■ **What the task requires**:
Update the entries by changing "blue car" to "red car" wherever it occurs, leaving every other character as it is.

(Records excerpted from a collection)

————————

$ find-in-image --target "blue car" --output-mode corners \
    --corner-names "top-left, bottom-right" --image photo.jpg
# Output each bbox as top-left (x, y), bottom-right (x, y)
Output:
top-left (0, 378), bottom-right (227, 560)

————————

■ **The completed task**:
$ find-in-image --target "red car" --output-mode corners \
    --corner-names "top-left, bottom-right" --image photo.jpg
# Output each bbox as top-left (x, y), bottom-right (x, y)
Output:
top-left (0, 378), bottom-right (227, 560)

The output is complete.